» TASK GOAL
Please return every line of the entries below that contains the word "region", copied in full. Case counts.

» LISTED ENTRIES

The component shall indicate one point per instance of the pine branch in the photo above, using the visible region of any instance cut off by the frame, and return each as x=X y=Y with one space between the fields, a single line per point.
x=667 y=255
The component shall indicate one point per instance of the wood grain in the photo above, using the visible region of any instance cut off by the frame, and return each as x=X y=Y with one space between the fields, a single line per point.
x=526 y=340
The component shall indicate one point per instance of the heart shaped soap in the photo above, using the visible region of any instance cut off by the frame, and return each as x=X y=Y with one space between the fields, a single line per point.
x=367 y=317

--

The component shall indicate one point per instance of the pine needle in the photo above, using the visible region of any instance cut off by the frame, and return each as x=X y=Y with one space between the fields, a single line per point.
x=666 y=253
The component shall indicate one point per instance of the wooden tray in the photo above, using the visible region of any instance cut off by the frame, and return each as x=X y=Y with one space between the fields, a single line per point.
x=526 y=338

» REPLY TO THE TASK
The component shall indicate one point per instance of the pine branch in the photo above, using the visible region of any instance cut off by the frame, and return each as x=X y=Y with one space between the fields, a single line per point.
The component shall indicate one point per instance of the wood grain in the photo above, using the visible region of any instance cut off by the frame, and return each as x=X y=Y with one space between the fields, a single line per point.
The component shall indicate one point per instance of the heart shaped soap in the photo above, using the visible region of any instance cut off by the frame, and return each as x=X y=Y with one space between the fields, a single line per point.
The component shall indicate one point per instance of the pine needle in the photo above, using the visible region of any instance cut off by the frame, and return each as x=X y=Y with one space between the fields, a single line per point.
The component shall indicate one point per instance of the wooden tray in the photo above, using the visible region of any instance cut off by the frame, and return each as x=X y=Y with one space between the fields, a single line per point.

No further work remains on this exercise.